Report every line in the records below that contains the string "shirt", copying each line in full.

**DATA TO PROCESS**
* Begin *
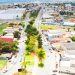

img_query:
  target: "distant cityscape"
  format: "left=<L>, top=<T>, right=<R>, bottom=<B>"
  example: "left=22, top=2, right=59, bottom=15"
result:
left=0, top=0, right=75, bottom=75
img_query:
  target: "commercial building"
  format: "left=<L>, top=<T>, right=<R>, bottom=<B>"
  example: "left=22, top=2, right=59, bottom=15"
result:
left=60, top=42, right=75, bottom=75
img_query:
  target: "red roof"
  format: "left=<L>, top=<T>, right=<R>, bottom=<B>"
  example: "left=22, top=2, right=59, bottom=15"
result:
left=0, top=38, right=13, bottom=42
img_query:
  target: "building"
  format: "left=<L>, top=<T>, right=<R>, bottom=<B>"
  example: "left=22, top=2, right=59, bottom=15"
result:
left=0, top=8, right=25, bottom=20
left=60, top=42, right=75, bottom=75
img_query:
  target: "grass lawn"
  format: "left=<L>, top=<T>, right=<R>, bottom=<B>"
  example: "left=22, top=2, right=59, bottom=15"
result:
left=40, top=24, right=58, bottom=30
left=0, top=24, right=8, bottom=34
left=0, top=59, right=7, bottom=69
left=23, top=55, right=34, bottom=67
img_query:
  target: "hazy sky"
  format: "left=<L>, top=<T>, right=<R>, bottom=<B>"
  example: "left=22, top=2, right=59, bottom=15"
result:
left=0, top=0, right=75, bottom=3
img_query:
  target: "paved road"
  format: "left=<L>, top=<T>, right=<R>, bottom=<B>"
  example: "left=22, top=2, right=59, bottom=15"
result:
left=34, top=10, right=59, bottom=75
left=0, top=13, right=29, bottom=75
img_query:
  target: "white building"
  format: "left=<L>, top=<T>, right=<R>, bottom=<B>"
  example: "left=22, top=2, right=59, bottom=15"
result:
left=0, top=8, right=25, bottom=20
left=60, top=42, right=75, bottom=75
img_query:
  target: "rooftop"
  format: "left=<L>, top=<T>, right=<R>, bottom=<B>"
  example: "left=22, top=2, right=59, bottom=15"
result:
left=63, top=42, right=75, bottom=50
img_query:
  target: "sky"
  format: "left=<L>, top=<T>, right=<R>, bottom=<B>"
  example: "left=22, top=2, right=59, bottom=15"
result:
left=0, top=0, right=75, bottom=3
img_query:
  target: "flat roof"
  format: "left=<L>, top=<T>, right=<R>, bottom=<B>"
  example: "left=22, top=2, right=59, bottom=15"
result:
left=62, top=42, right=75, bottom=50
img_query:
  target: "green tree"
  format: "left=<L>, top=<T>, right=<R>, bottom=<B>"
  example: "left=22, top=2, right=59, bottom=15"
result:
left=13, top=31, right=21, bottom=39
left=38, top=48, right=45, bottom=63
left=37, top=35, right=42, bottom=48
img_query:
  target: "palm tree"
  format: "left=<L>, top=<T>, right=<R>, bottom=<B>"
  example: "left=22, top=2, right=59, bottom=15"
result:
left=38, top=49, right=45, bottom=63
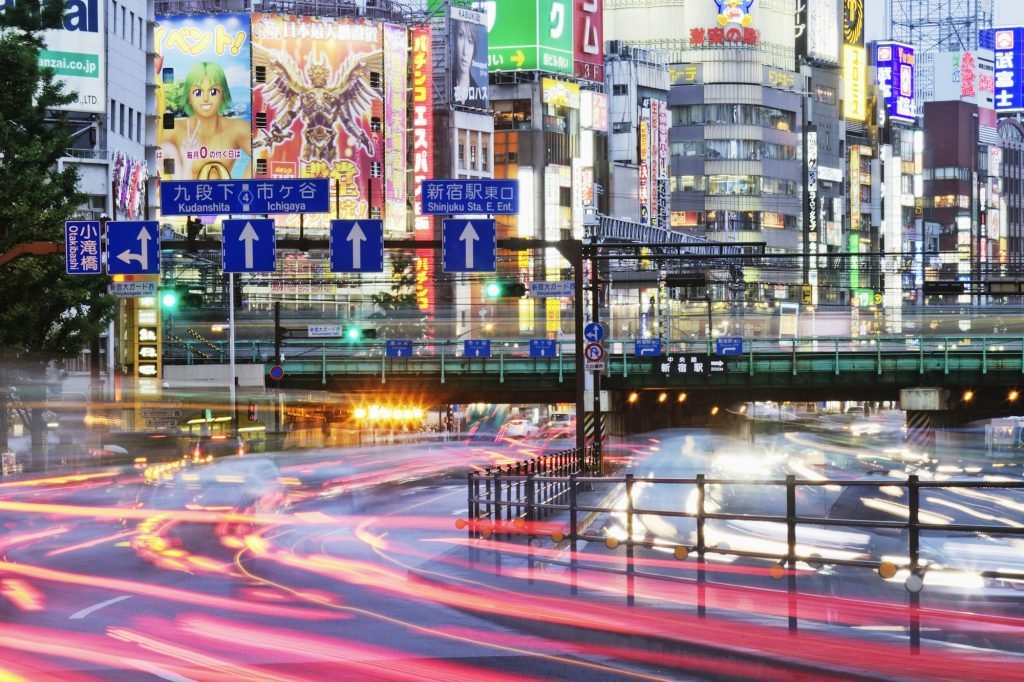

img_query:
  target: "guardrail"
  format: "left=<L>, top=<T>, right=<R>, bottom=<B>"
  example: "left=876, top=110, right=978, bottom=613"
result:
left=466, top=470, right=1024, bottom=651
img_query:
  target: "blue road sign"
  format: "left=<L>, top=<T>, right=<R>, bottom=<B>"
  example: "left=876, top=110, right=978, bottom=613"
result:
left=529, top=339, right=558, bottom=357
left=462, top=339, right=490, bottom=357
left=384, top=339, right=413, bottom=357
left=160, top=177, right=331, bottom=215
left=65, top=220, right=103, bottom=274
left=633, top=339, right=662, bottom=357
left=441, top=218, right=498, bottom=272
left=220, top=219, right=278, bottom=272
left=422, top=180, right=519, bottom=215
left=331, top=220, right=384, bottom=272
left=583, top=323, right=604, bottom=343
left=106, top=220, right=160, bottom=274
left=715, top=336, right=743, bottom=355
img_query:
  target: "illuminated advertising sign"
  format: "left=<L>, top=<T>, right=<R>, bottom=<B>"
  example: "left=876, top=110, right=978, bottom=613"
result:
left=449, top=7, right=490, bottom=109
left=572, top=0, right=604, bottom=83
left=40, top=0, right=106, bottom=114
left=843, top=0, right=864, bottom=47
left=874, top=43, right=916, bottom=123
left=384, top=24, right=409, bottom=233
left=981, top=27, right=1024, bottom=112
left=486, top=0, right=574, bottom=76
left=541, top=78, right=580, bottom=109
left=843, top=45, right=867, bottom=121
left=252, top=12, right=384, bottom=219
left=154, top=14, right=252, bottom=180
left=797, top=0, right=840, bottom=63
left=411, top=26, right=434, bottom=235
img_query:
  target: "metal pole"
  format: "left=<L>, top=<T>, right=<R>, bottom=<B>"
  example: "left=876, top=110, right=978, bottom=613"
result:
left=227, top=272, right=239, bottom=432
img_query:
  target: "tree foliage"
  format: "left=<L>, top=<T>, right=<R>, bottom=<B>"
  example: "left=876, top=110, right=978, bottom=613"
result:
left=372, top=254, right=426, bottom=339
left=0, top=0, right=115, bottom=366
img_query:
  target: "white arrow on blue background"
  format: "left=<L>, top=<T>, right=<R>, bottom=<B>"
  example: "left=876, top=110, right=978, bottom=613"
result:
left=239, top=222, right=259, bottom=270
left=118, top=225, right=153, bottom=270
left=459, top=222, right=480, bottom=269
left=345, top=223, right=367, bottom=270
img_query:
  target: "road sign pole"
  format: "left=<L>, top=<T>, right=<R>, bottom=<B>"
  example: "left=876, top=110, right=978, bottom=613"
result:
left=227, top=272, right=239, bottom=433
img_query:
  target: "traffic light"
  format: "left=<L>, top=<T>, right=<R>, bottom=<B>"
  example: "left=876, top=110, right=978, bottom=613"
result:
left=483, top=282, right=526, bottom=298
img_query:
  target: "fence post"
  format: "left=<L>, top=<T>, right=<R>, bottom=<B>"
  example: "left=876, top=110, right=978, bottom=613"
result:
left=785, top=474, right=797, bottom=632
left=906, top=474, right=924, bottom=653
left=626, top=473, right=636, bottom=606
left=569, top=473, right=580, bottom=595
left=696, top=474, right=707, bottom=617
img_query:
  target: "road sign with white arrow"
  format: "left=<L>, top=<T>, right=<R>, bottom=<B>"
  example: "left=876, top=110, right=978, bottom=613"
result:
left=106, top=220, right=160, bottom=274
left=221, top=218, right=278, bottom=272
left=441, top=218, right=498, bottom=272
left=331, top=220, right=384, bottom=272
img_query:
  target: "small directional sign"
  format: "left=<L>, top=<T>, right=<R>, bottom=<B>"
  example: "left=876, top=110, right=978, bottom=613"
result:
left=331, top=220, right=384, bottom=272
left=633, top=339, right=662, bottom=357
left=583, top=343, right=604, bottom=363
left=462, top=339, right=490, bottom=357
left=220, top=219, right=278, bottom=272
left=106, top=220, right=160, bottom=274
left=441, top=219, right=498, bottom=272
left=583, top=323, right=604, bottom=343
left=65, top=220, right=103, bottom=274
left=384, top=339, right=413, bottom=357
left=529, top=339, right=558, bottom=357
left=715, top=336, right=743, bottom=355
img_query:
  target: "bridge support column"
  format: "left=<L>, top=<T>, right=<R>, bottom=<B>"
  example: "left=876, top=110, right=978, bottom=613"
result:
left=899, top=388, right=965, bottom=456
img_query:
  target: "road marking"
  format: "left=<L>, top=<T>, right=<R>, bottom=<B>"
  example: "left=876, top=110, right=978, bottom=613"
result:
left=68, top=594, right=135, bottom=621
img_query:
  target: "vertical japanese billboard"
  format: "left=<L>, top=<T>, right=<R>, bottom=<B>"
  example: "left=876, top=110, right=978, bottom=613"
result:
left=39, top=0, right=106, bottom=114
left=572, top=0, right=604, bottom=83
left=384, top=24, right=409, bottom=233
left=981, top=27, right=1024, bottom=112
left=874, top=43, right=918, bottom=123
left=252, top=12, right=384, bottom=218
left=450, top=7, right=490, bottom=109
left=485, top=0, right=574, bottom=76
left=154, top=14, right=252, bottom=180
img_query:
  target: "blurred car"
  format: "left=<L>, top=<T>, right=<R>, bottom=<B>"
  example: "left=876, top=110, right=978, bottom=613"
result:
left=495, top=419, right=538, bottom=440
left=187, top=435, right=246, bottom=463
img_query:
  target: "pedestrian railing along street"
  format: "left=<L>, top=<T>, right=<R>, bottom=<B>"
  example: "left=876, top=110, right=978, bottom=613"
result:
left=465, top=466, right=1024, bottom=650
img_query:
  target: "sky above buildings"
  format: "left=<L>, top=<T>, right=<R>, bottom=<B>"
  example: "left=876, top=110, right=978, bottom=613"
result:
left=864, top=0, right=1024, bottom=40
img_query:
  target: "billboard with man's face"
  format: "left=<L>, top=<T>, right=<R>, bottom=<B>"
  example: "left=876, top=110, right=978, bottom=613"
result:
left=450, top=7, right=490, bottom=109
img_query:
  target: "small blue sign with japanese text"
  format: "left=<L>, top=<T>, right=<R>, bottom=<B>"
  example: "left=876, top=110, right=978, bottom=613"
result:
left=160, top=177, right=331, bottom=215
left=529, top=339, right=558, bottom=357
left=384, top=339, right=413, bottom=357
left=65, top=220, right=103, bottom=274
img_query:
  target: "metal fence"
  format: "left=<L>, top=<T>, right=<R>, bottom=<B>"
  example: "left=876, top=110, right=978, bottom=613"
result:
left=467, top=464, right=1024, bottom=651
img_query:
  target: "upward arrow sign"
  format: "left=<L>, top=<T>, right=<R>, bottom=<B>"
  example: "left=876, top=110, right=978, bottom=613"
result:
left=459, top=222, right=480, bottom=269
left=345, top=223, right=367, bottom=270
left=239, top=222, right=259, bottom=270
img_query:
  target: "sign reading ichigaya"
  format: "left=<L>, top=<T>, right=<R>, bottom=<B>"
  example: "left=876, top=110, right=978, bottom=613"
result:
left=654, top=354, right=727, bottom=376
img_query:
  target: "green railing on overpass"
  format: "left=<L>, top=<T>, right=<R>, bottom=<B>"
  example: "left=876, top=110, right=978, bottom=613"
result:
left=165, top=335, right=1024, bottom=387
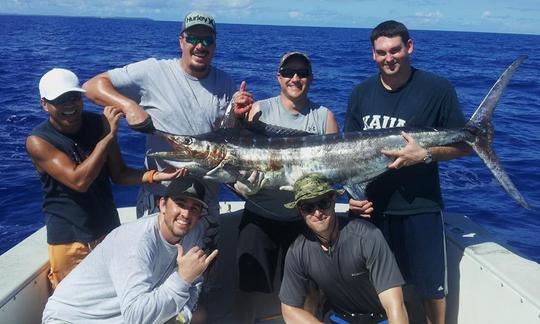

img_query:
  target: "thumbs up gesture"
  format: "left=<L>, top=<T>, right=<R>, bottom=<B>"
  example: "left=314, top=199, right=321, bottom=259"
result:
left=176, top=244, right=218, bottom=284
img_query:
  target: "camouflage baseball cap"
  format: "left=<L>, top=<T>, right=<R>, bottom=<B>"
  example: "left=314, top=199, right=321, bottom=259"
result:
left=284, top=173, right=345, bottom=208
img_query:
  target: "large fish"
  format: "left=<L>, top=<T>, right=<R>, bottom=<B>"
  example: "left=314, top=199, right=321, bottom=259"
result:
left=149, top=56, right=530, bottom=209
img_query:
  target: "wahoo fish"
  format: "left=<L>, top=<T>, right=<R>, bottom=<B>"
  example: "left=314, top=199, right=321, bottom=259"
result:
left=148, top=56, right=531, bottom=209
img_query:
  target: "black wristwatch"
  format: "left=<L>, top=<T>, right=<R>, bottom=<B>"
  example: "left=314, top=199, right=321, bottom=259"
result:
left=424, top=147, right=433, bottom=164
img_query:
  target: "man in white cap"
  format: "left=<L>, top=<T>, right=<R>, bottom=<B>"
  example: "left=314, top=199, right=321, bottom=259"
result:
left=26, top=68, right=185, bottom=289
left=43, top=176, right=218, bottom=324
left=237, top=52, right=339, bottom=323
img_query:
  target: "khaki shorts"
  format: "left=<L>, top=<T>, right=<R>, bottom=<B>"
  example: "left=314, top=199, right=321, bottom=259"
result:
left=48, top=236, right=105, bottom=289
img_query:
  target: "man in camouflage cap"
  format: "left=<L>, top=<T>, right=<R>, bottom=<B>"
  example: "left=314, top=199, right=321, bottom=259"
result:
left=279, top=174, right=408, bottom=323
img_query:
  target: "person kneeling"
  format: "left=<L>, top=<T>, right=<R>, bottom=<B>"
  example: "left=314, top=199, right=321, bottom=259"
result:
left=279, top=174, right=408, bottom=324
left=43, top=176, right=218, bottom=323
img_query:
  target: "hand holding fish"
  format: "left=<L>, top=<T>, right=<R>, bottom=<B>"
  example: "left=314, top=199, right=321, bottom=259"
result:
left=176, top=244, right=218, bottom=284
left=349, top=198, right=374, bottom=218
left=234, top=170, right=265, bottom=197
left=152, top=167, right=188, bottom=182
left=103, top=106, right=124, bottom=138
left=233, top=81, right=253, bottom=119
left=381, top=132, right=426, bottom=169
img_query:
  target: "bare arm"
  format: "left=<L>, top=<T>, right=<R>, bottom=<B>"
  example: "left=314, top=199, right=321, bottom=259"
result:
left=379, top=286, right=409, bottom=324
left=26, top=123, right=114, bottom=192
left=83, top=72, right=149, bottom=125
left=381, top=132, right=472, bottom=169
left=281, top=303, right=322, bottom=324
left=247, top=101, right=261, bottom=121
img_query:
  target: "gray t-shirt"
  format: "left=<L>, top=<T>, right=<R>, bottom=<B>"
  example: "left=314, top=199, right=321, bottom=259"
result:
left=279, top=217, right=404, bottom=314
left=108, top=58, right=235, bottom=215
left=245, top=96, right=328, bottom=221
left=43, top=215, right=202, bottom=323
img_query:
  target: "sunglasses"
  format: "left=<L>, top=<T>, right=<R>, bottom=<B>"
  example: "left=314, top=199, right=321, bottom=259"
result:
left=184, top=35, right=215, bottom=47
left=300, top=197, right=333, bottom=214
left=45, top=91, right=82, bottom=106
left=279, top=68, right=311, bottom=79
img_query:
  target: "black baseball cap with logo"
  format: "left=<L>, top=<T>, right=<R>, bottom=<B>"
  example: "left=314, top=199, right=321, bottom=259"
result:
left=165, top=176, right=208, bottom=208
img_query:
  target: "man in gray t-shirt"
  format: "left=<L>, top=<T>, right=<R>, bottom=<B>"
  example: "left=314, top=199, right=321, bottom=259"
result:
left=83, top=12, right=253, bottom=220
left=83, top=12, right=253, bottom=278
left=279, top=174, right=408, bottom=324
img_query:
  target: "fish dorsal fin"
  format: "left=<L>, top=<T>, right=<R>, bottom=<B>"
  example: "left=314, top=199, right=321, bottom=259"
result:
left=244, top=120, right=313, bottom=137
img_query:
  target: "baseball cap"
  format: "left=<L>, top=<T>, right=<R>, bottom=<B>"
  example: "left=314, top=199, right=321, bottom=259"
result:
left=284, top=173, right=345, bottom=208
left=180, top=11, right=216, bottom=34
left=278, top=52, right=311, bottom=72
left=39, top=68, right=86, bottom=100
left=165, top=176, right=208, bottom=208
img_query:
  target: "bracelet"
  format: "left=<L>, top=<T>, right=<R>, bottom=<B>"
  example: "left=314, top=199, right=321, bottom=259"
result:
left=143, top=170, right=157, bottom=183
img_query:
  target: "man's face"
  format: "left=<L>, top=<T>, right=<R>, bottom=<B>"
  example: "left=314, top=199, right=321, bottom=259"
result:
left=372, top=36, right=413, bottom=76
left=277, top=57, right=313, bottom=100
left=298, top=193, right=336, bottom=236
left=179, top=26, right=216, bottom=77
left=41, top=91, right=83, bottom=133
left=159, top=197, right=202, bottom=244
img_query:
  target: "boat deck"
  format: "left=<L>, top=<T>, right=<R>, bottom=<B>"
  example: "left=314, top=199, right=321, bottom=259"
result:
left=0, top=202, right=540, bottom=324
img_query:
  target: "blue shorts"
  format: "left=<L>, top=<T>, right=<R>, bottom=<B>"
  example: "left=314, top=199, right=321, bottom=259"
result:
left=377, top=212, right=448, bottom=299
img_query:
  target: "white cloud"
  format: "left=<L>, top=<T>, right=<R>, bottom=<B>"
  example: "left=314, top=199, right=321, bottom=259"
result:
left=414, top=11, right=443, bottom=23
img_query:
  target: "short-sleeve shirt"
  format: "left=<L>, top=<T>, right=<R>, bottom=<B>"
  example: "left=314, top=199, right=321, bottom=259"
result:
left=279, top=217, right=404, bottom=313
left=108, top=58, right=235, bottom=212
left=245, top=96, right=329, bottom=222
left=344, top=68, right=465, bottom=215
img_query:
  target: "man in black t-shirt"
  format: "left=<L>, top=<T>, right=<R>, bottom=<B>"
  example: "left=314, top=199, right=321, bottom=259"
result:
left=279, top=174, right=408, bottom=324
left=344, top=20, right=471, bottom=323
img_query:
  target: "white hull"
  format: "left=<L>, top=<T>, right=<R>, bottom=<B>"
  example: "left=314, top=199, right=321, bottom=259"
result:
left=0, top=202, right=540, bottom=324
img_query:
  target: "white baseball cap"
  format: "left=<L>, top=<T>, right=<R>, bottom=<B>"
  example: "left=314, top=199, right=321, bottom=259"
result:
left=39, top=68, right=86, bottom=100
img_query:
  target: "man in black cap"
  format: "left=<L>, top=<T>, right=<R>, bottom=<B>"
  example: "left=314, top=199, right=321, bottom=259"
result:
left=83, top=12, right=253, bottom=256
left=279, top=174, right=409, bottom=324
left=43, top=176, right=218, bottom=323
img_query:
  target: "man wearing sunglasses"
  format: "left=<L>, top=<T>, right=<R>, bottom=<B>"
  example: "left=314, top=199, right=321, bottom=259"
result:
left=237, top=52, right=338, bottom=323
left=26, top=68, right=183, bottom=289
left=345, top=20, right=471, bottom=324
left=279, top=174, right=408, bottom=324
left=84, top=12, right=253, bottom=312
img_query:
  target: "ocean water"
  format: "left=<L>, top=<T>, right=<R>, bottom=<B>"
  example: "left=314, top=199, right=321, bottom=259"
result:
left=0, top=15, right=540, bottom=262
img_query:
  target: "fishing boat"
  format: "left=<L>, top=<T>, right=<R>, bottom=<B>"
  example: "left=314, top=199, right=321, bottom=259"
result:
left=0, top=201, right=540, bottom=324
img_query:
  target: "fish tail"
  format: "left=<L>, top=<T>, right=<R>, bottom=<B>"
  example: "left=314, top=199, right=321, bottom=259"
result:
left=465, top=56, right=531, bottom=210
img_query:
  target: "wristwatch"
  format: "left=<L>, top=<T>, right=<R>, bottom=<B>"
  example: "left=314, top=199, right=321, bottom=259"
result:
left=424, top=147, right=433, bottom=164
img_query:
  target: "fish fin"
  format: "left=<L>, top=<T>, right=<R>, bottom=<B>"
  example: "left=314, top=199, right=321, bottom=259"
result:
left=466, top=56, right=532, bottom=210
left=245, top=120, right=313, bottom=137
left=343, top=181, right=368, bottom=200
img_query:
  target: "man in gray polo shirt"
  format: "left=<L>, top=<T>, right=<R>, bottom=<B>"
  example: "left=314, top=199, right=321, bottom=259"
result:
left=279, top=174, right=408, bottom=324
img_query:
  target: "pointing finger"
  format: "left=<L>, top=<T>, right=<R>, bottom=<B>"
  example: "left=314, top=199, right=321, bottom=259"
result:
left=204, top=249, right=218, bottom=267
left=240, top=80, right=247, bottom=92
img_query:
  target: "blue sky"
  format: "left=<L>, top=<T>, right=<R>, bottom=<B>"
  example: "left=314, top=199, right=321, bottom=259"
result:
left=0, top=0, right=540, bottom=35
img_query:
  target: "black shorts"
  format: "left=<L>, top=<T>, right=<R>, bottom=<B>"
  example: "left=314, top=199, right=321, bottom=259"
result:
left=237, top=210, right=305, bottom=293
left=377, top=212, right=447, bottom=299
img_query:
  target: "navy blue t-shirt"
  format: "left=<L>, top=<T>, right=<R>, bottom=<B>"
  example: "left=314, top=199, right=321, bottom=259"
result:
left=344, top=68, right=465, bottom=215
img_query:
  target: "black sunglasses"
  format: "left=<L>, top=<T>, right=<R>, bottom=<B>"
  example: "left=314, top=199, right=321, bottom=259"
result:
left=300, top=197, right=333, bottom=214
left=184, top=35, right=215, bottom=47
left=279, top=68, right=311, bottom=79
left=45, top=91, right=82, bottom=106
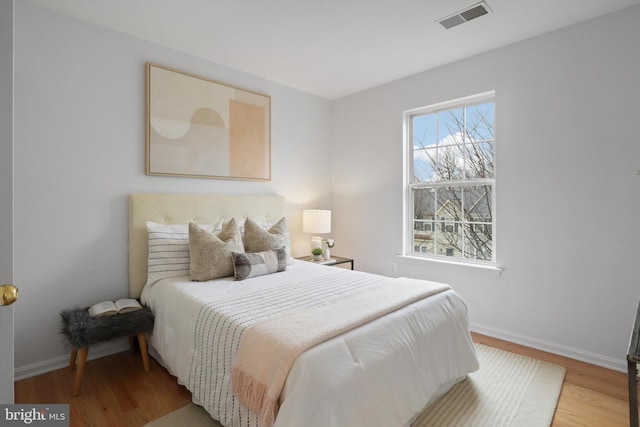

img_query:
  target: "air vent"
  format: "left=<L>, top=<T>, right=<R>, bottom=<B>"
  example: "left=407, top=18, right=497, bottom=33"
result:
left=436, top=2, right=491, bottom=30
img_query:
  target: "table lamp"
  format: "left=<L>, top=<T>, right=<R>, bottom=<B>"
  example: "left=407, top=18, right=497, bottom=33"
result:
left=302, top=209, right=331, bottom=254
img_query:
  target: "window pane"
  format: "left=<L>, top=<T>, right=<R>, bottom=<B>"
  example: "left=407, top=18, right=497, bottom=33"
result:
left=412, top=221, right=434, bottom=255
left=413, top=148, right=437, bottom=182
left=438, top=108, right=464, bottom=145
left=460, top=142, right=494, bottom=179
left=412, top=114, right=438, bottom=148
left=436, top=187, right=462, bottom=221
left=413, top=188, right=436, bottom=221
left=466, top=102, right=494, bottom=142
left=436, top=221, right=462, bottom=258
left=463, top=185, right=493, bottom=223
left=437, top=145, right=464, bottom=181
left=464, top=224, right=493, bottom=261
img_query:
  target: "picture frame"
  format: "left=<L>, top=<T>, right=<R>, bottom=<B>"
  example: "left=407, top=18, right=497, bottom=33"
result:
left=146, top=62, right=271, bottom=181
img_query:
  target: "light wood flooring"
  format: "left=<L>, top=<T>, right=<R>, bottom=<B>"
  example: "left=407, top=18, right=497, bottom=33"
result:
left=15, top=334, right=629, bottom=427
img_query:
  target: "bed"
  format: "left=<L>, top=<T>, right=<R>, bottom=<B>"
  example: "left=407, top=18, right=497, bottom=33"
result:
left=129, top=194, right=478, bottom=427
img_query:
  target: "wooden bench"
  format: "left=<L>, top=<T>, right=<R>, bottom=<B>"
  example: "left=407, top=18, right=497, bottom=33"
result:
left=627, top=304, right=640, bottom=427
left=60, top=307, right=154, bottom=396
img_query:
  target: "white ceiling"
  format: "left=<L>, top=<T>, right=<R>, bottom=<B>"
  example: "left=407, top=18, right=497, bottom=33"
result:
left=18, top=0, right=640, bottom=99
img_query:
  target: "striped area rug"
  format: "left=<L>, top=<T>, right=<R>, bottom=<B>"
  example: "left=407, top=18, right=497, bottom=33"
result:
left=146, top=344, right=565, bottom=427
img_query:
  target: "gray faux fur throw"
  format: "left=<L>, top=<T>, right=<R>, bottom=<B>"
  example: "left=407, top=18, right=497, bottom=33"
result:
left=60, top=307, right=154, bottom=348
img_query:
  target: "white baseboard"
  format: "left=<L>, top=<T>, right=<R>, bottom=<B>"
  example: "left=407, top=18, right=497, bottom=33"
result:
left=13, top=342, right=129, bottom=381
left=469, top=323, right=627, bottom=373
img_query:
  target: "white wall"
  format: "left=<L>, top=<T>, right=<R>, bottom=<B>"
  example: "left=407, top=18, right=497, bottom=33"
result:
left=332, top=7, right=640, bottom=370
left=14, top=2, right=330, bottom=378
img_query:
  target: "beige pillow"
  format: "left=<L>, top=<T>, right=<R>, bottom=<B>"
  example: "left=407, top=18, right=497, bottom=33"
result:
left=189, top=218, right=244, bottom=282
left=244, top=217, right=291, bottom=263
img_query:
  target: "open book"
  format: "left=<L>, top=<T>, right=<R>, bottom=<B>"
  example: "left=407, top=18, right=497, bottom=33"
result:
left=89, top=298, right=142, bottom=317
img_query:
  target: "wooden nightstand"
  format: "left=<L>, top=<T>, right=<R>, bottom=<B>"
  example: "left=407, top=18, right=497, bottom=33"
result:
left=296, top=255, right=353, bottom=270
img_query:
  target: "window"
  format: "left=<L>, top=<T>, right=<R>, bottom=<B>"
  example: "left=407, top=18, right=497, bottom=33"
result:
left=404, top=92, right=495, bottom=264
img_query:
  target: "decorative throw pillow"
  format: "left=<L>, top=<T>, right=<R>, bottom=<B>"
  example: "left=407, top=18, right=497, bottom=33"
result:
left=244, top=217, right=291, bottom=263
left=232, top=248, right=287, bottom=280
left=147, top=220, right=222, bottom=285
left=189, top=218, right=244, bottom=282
* End *
**SOLUTION**
  target: "gray t-shirt"
  target: "man in gray t-shirt"
  target: "short-sleeve shirt"
  target: "man in black t-shirt"
  target: "man in gray polo shirt"
  target: "navy blue t-shirt"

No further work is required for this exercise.